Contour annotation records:
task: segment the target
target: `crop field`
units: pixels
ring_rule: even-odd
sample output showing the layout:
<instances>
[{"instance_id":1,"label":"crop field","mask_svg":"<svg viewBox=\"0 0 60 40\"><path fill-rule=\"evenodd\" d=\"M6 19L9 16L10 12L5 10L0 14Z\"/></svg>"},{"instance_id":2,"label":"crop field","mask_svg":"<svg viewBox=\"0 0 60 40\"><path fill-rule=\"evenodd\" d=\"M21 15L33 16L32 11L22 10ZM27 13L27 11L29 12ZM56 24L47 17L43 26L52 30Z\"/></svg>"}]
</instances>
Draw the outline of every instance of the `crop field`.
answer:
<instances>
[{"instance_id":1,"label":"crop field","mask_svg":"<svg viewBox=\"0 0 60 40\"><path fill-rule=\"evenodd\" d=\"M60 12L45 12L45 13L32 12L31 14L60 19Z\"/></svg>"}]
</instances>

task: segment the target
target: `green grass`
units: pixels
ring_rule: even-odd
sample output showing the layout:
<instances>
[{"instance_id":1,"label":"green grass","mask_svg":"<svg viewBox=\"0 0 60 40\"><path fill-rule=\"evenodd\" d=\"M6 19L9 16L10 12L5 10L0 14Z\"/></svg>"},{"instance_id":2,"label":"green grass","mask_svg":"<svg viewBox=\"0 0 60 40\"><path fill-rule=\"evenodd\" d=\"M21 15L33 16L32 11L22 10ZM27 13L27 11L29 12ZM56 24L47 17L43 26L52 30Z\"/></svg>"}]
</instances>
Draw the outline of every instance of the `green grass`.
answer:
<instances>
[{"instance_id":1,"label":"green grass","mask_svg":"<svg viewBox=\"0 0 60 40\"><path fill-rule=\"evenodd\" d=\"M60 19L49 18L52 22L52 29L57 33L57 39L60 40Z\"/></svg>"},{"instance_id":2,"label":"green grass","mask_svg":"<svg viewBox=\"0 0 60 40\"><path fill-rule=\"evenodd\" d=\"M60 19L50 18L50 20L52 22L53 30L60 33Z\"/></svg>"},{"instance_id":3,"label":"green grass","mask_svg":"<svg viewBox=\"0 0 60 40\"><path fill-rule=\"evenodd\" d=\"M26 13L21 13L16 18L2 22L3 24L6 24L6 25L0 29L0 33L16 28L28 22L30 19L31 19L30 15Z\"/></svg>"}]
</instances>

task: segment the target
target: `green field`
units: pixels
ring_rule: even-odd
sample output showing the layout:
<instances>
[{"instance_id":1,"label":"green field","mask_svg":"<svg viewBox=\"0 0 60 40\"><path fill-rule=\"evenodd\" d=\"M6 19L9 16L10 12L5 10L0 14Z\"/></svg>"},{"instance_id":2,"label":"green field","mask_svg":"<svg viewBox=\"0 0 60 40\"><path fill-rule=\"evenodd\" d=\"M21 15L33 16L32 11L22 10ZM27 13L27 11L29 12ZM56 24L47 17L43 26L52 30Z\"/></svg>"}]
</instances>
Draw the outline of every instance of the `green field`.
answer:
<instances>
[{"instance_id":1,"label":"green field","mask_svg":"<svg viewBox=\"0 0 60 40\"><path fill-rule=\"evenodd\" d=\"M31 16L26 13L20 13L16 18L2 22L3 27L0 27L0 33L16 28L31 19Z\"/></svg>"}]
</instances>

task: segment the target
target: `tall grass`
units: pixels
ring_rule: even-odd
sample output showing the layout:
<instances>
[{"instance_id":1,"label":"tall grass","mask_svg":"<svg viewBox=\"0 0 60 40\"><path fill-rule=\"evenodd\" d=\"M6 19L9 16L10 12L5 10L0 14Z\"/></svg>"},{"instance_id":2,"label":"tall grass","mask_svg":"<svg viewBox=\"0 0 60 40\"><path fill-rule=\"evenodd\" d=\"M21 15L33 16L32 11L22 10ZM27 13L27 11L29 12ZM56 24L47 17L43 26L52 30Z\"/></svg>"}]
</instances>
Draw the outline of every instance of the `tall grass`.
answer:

» Aim of the task
Return each line of the listing above that contains the string "every", treating uppercase and lowercase as distinct.

» Exercise response
Draw the outline of every instance of the `crop field`.
Draw the outline of every instance of the `green grass`.
Draw the outline of every instance of the `green field`.
Draw the outline of every instance of the `tall grass`.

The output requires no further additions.